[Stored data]
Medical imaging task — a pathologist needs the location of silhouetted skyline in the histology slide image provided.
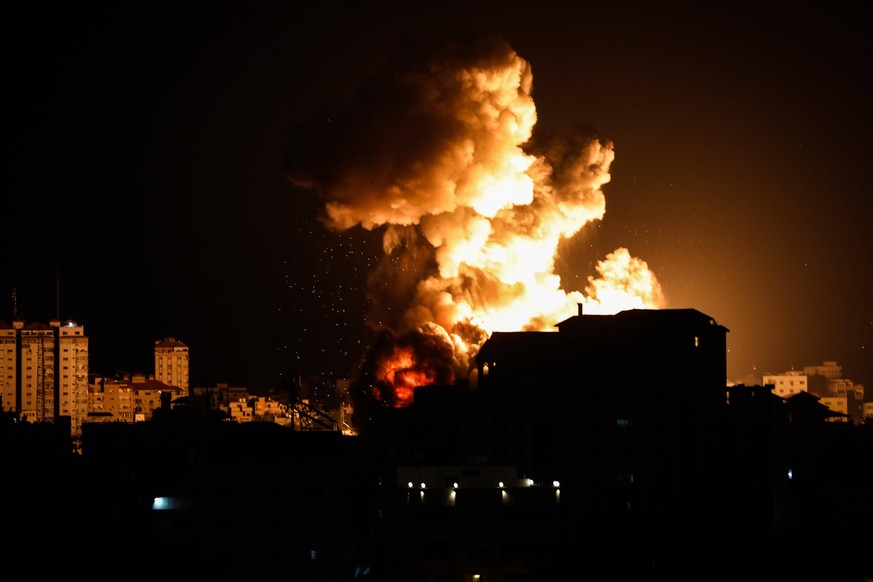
[0,2,873,388]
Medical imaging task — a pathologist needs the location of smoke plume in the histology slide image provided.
[286,34,662,416]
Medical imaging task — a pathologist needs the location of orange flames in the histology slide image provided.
[288,29,664,406]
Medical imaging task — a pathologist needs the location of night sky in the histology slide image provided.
[6,2,873,390]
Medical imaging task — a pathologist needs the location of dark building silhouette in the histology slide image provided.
[0,309,873,582]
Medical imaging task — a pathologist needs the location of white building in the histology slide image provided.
[764,370,809,398]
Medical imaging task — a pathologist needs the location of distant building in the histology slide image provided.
[763,361,869,424]
[764,370,809,398]
[0,319,88,437]
[88,378,134,422]
[155,337,189,396]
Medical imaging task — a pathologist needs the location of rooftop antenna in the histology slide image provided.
[55,262,61,321]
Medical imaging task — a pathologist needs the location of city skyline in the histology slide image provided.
[0,3,873,388]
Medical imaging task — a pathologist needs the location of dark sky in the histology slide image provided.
[6,2,873,389]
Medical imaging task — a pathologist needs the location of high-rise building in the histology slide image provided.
[155,337,188,394]
[0,318,88,437]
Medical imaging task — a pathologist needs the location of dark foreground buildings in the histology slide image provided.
[2,309,873,582]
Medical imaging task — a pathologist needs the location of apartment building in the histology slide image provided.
[155,337,188,395]
[0,318,88,437]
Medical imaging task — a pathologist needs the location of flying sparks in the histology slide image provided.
[286,28,664,406]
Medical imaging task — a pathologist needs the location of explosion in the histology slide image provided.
[286,29,663,416]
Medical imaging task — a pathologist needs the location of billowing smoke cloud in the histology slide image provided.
[286,30,662,416]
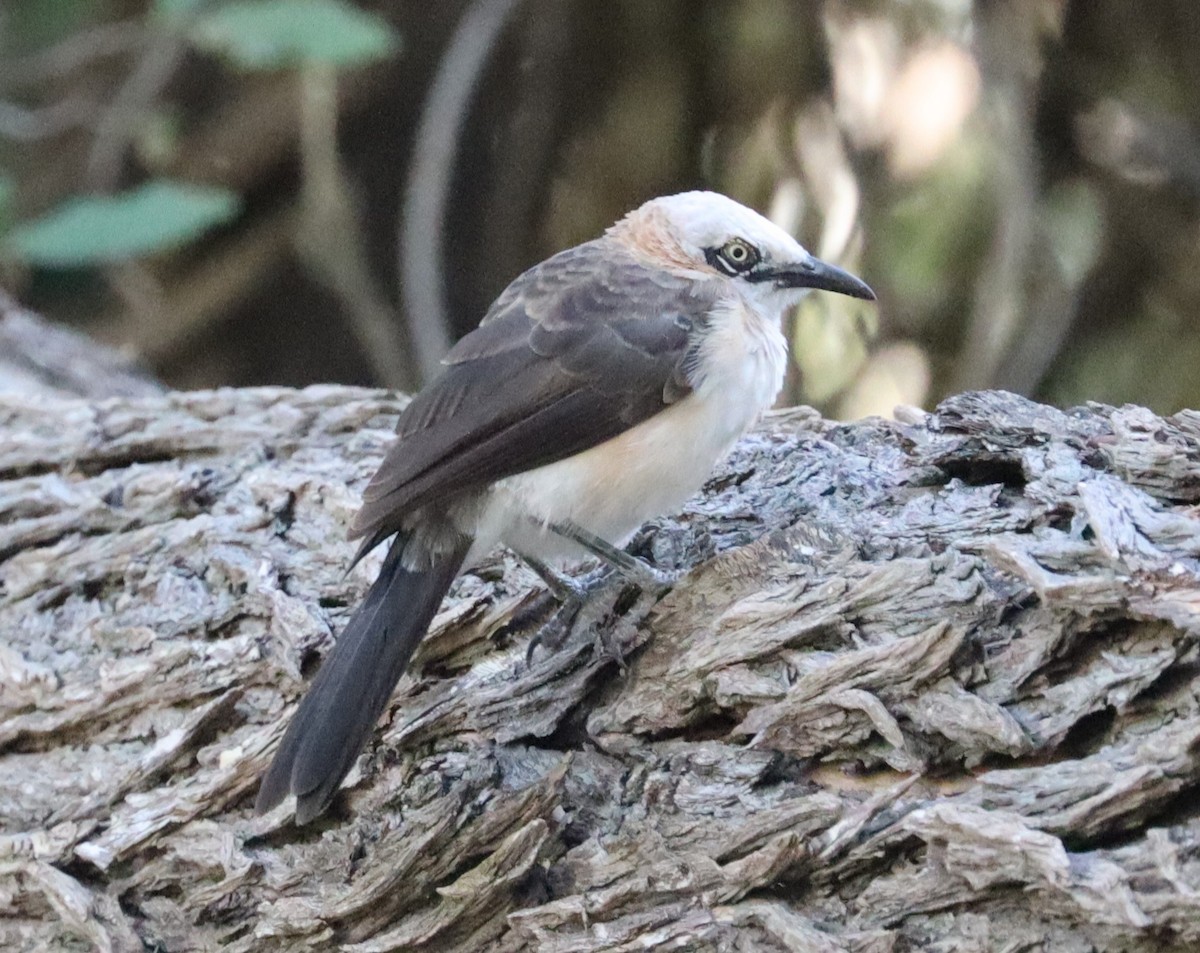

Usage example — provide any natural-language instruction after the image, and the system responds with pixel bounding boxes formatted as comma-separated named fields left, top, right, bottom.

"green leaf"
left=5, top=180, right=241, bottom=268
left=191, top=0, right=398, bottom=70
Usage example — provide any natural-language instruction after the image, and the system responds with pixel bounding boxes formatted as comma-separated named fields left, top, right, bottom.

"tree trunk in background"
left=0, top=386, right=1200, bottom=953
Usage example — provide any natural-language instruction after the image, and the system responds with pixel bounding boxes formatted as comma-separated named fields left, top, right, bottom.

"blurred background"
left=0, top=0, right=1200, bottom=419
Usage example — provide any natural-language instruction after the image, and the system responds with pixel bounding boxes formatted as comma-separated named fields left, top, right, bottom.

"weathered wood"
left=0, top=386, right=1200, bottom=953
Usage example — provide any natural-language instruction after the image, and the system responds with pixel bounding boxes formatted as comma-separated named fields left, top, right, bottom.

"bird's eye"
left=720, top=239, right=761, bottom=274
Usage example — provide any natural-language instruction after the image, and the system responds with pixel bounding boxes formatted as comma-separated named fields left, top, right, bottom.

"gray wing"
left=350, top=239, right=713, bottom=555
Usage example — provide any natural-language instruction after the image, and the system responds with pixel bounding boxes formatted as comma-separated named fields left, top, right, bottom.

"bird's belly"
left=473, top=340, right=780, bottom=562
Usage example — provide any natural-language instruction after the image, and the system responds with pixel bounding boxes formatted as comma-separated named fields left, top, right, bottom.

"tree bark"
left=0, top=386, right=1200, bottom=953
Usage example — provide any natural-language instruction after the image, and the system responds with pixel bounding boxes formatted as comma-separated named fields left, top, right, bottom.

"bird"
left=256, top=191, right=875, bottom=825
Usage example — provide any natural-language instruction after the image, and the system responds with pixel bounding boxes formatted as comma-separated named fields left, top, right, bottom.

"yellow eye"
left=721, top=239, right=761, bottom=272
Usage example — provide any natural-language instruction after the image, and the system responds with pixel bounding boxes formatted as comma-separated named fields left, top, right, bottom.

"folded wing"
left=352, top=239, right=713, bottom=553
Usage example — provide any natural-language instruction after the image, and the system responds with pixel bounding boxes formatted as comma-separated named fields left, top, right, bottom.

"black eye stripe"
left=704, top=239, right=762, bottom=278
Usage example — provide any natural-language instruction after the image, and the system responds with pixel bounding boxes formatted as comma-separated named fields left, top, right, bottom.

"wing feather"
left=352, top=239, right=713, bottom=551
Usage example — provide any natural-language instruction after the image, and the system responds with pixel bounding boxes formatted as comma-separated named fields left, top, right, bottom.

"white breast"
left=468, top=306, right=787, bottom=559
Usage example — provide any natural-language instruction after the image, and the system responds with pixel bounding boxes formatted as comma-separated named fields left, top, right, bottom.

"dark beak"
left=770, top=257, right=875, bottom=301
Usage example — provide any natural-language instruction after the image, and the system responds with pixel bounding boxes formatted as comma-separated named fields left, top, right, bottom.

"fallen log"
left=0, top=386, right=1200, bottom=953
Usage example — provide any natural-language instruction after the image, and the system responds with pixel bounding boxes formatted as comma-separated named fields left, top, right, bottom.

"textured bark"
left=0, top=386, right=1200, bottom=953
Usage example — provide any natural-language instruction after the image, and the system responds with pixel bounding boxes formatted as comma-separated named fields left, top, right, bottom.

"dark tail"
left=254, top=534, right=467, bottom=823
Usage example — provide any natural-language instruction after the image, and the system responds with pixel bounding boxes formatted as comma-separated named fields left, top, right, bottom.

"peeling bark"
left=0, top=386, right=1200, bottom=953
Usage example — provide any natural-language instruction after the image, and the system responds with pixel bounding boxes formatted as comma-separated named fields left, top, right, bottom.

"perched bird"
left=257, top=192, right=875, bottom=823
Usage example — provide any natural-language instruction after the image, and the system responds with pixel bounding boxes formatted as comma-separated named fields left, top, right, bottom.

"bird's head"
left=610, top=192, right=875, bottom=307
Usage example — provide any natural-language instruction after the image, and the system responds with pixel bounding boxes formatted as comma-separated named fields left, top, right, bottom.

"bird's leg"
left=518, top=553, right=588, bottom=605
left=517, top=553, right=605, bottom=665
left=521, top=522, right=678, bottom=671
left=550, top=520, right=679, bottom=589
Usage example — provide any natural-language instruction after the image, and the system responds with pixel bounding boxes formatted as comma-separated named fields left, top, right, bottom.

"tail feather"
left=254, top=534, right=467, bottom=823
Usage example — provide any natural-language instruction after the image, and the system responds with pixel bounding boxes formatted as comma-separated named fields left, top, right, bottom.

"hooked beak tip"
left=776, top=258, right=875, bottom=301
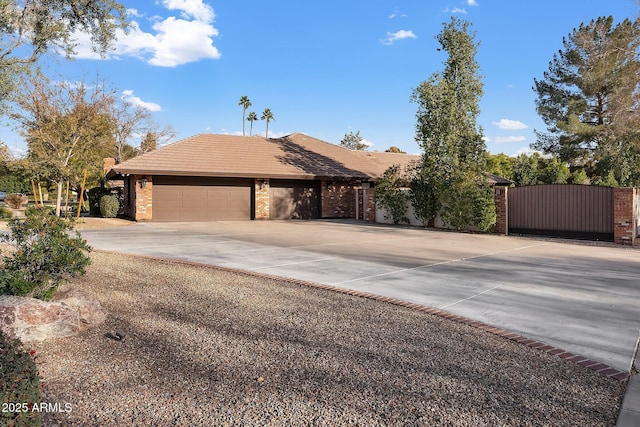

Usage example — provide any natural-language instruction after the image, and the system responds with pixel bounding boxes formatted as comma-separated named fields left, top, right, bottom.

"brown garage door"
left=269, top=180, right=320, bottom=219
left=152, top=177, right=251, bottom=222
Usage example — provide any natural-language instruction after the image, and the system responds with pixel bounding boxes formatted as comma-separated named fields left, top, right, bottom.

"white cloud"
left=122, top=90, right=162, bottom=111
left=76, top=0, right=220, bottom=67
left=380, top=30, right=417, bottom=46
left=492, top=119, right=529, bottom=130
left=494, top=135, right=527, bottom=144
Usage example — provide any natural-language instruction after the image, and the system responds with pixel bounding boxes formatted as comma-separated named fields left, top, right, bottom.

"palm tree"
left=247, top=111, right=258, bottom=136
left=260, top=108, right=276, bottom=138
left=238, top=96, right=251, bottom=136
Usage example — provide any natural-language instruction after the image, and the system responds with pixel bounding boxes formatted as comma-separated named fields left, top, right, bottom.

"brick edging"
left=99, top=250, right=629, bottom=381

TASK DIRECTIONS:
Starting with the line containing "distant building in the histology slide image provided." and continuing through the line containing "[286,28,664,406]", rewrite those lines of the rows with "pathologist" renamed to "radiologist" and all other text left unchanged.

EXERCISE RESULT:
Medical imaging task — a radiologist needs the location of distant building in the histology slide image provided.
[763,361,869,424]
[764,370,809,398]
[0,319,88,437]
[88,378,134,422]
[155,337,189,396]
Medical imaging task — a radiologist needs the location of rooftop antenna in the histology slide image provided.
[55,262,61,321]
Medical imaging task — a radiologist needs the location of city skyline in the histology slide image provided.
[0,3,873,388]
Medical imaging task — a radiologist needs the location of dark sky in the histology slide image provided.
[6,2,873,389]
Medical imaging task — a radiologist needs the location of high-rise building in the histology slide image provided.
[155,337,188,394]
[0,318,88,437]
Medical imaging task — a radiologist needs the location of dark foreground buildings in the histology slide image provided.
[2,309,873,582]
Medical imaging task — a radiologist needs the location of apartment building in the histology slide image provided.
[155,337,188,395]
[0,318,88,437]
Medical imaging task — a radiologist needs the location of flying sparks in the histology slide image provided.
[286,28,664,406]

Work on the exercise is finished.